Records for this task:
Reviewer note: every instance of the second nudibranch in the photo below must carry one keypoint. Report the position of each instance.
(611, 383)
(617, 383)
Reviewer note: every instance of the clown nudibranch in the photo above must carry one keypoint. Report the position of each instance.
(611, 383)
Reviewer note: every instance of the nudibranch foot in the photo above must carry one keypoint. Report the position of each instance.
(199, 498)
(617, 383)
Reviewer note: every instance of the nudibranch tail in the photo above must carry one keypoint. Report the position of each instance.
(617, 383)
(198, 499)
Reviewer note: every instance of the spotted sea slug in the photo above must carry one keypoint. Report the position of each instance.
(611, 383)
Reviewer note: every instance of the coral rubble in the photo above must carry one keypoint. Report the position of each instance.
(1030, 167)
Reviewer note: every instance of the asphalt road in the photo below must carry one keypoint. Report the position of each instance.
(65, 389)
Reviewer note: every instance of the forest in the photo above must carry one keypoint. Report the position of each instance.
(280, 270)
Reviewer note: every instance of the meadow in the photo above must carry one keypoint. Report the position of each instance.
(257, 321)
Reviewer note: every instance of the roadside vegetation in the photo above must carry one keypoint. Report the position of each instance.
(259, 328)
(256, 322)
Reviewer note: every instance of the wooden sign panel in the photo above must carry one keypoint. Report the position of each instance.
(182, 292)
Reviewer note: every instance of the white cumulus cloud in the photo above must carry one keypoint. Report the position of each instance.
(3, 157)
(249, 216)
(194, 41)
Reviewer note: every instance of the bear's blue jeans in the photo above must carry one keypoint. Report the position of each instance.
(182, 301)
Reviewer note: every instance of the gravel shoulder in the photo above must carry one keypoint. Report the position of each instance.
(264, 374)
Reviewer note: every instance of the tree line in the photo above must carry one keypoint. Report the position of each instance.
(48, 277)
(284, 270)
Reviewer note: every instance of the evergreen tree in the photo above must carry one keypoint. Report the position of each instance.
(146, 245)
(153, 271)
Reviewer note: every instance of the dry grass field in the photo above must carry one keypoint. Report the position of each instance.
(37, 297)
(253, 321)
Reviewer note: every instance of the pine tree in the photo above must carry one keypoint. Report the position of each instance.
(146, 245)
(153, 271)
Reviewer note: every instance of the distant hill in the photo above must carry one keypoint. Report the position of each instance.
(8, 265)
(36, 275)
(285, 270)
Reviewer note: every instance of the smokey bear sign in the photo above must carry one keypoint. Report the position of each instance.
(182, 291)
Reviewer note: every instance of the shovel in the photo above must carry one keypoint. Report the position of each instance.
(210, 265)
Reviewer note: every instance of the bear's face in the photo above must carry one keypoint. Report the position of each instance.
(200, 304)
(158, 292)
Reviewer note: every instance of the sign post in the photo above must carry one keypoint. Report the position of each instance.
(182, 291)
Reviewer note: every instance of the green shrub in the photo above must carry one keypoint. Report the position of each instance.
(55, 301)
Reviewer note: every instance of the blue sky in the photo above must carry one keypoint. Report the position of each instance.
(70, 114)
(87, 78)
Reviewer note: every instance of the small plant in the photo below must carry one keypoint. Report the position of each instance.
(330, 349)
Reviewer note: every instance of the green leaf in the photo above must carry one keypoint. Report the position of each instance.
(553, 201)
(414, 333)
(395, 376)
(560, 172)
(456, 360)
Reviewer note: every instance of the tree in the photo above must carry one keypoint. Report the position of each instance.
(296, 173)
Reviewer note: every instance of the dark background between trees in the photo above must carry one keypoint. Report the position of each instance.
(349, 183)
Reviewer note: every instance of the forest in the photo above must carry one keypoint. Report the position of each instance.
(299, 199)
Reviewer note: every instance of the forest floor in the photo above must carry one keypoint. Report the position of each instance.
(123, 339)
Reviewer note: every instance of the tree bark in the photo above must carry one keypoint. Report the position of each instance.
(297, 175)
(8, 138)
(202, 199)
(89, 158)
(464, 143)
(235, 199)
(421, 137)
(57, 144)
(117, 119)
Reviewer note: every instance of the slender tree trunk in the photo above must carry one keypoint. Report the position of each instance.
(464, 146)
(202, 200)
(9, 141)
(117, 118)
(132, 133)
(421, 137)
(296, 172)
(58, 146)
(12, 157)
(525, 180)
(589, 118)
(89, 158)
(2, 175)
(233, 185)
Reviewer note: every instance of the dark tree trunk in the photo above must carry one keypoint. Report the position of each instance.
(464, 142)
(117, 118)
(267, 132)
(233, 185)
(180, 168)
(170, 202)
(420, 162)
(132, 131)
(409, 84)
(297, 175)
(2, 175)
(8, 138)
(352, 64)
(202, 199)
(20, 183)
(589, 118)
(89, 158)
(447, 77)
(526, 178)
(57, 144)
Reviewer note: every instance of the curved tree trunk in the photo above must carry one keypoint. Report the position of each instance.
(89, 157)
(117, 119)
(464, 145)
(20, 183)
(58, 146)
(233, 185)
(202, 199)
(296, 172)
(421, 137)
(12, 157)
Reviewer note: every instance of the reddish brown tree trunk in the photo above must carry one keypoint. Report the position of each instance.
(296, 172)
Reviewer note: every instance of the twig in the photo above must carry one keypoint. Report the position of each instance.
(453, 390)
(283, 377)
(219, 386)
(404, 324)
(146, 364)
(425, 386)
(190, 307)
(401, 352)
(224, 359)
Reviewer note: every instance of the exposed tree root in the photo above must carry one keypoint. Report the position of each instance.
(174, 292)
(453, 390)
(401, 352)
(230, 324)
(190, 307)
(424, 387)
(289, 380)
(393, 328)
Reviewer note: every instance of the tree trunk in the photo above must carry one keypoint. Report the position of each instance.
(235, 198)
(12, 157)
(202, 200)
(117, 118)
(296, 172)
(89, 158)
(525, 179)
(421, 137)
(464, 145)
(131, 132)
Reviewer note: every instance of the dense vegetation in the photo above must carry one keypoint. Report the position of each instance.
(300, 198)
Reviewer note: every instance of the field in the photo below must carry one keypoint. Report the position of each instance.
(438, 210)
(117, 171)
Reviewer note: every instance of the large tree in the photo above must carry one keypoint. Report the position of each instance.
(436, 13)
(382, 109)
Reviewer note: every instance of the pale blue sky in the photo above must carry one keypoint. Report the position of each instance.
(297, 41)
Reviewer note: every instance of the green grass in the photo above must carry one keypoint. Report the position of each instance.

Stated goal: Set out the lines above as a numbered list, skipping any blank ones.

Full output:
1. Reviewer note: every instance of the second nudibranch in the photo below must carry one keypoint. Report the position of each instance.
2. (611, 383)
3. (617, 383)
4. Reviewer note: every instance of the clown nudibranch in the photo above must carry one keypoint. Report the position of each instance.
5. (611, 383)
6. Reviewer note: every instance of the nudibranch foot in the photo above must carry one keypoint. Report the position of each instance.
7. (199, 498)
8. (617, 383)
9. Reviewer note: every instance of the nudibranch tail in the photo above must carry one keypoint. Report the position of each instance.
10. (617, 383)
11. (198, 499)
12. Reviewer note: every instance of the spotted sea slug in the photo above must carry one keypoint. Report the position of each instance.
13. (611, 383)
14. Reviewer note: every instance of the coral rubble in the photo above must carry one keypoint. Report the position of each instance.
15. (1030, 167)
16. Reviewer note: every instance of the asphalt road in the photo below must carry one keypoint. Report the position of each instance.
17. (65, 389)
18. Reviewer note: every instance of the forest in the photo above must carry one keypoint. Report the position of each instance.
19. (280, 270)
20. Reviewer note: every instance of the meadow in the photo above must carry one keypoint. Report the position of each instance.
21. (257, 321)
22. Reviewer note: every instance of the roadside vegetation in the photo above must carry one keypoint. Report the position of each instance.
23. (259, 328)
24. (256, 322)
25. Reviewer note: every instance of the wooden sign panel in the photo above must carry one keypoint. Report the position of each instance.
26. (182, 292)
27. Reviewer note: every instance of the white cumulus cloud in the photo above must carry one keypoint. Report the position of each instance.
28. (3, 157)
29. (249, 216)
30. (194, 41)
31. Reviewer note: every instance of the bear's blue jeans in the photo above must carry one keypoint. Report the position of each instance.
32. (182, 301)
33. Reviewer note: every instance of the gravel shoulder in the photo above must carry one keypoint. Report the position of each instance.
34. (264, 374)
35. Reviewer note: every instance of the tree line in the photo above must carry one keypoint. Report the position of each instance.
36. (48, 277)
37. (284, 270)
38. Reviewer note: every instance of the evergreen tree in the photo above must carry one keypoint. Report the position of each instance.
39. (146, 245)
40. (153, 271)
41. Reviewer note: every instance of the dry grass field in the photo above must carry one keypoint. Report the position of each instance.
42. (37, 297)
43. (253, 321)
44. Reviewer note: every instance of the pine tree in the photo above must carry one keypoint. Report the position of each instance.
45. (146, 245)
46. (153, 271)
47. Reviewer note: every instance of the distant hill in the photo above must carry one keypoint. Report the position of each instance.
48. (8, 265)
49. (36, 275)
50. (285, 270)
51. Reviewer note: every instance of the smokey bear sign in the photo above must carry one keypoint. Report the position of each instance.
52. (182, 291)
53. Reviewer note: every instance of the shovel in the photo above must carry one keypoint. Report the position of each instance.
54. (210, 265)
55. Reviewer note: every instance of the bear's face in the photo above must carry one keypoint. Report the position of each instance.
56. (200, 304)
57. (158, 292)
58. Reviewer note: every instance of the sign post in the photo above must carry one keypoint. Report the position of each instance.
59. (182, 291)
60. Reviewer note: every instance of the green shrub in the photo above must carry one keypoint. Report the position of each instance.
61. (55, 301)
62. Reviewer note: every instance of the blue sky in the photo above must carry one keypoint. Report the position of each instance.
63. (70, 114)
64. (87, 78)
65. Reviewer note: every instance of the small plant in the photo below must carry one keypoint. Report the position of each instance.
66. (330, 349)
67. Reviewer note: every instance of the green leaf in the photo above must carry one keypoint. Report the position of each instance.
68. (553, 201)
69. (414, 333)
70. (395, 376)
71. (560, 172)
72. (456, 360)
73. Reviewer note: every instance of the tree in the photo above must carry one keypoint. Report the position of each instance.
74. (296, 173)
75. Reviewer note: every instance of the dark background between trees in the photo above must carry one keypoint. Report the position of each instance.
76. (349, 183)
77. Reviewer note: every instance of the forest in the photo above must carry one keypoint. Report the position of each instance.
78. (299, 199)
79. Reviewer note: every instance of the forest floor in the photo above must carry one keypoint. Report the position of each instance.
80. (123, 339)
81. Reviewer note: every instance of the tree bark in the photo above must carry one keypoint. Report the position of each instance.
82. (297, 175)
83. (8, 138)
84. (202, 199)
85. (89, 158)
86. (464, 143)
87. (235, 199)
88. (421, 137)
89. (57, 144)
90. (117, 119)
91. Reviewer note: every instance of the slender tree trunk in the photo above must carry one keypoint. Report the position of each instance.
92. (464, 146)
93. (202, 200)
94. (9, 141)
95. (117, 118)
96. (132, 133)
97. (421, 137)
98. (296, 172)
99. (58, 146)
100. (12, 157)
101. (525, 180)
102. (589, 118)
103. (89, 158)
104. (2, 175)
105. (233, 185)
106. Reviewer note: every instance of the dark tree trunk in the photo above must carry one keypoint. Report the position of each instance.
107. (464, 142)
108. (117, 118)
109. (267, 132)
110. (233, 185)
111. (180, 168)
112. (170, 202)
113. (420, 162)
114. (132, 131)
115. (409, 84)
116. (297, 175)
117. (2, 175)
118. (8, 138)
119. (352, 64)
120. (202, 199)
121. (20, 183)
122. (589, 118)
123. (89, 158)
124. (447, 77)
125. (526, 178)
126. (57, 144)
127. Reviewer note: every instance of the curved tree trunk in the photo above must carry one keypoint. Report the position of each instance.
128. (89, 157)
129. (117, 119)
130. (464, 145)
131. (20, 183)
132. (58, 146)
133. (233, 185)
134. (202, 199)
135. (296, 172)
136. (421, 137)
137. (12, 157)
138. Reviewer note: every instance of the reddish brown tree trunk in the photo above must carry one keypoint. Report the position of each instance.
139. (296, 172)
140. Reviewer note: every instance of the twig in the photo above must carry one keypoint. Report the position of each instance.
141. (453, 390)
142. (283, 377)
143. (219, 386)
144. (404, 324)
145. (146, 364)
146. (425, 386)
147. (190, 307)
148. (401, 352)
149. (224, 359)
150. Reviewer note: every instance of the exposed tree root in the photo above must carry one keypoint. Report the position of each instance.
151. (174, 292)
152. (453, 390)
153. (401, 352)
154. (230, 324)
155. (190, 307)
156. (424, 387)
157. (289, 380)
158. (393, 328)
159. Reviewer note: every instance of the tree trunk in the photo above must carry one keypoint. Report the position of each instance.
160. (235, 198)
161. (12, 157)
162. (202, 200)
163. (117, 118)
164. (296, 172)
165. (89, 158)
166. (525, 179)
167. (421, 137)
168. (464, 145)
169. (131, 132)
170. Reviewer note: every instance of the dense vegetation in the photo above must carry one keypoint. Report the position of each instance.
171. (300, 198)
172. Reviewer note: every instance of the field in the photo below must carry one keypoint. Report the position of each instance.
173. (438, 210)
174. (117, 171)
175. Reviewer note: every instance of the large tree in the photo above must carry one keypoint. Report the position of each instance.
176. (436, 13)
177. (382, 109)
178. Reviewer note: every instance of the pale blue sky in the photo above must carry one keypoint. Report the position of each instance.
179. (297, 41)
180. Reviewer note: every instance of the green grass in the photo above must carry one keypoint. Report the position of each instance.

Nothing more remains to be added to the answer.